◆ **SUPPLIED MATERIAL**:
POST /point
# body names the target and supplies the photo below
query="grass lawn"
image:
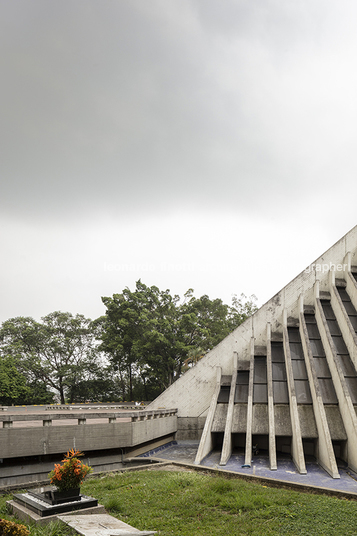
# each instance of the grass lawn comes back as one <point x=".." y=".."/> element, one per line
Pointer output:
<point x="199" y="504"/>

◆ **STATED TASK**: Please reproduce the items above with "grass lawn" swapped for "turf" everywhere and nothing else changed, leaving out the pictures.

◆ **RESPONSE**:
POST /point
# body names the target and supplies the photo below
query="turf"
image:
# each instance of the turf comes back as one <point x=".." y=".."/> element, one per line
Pointer output:
<point x="199" y="504"/>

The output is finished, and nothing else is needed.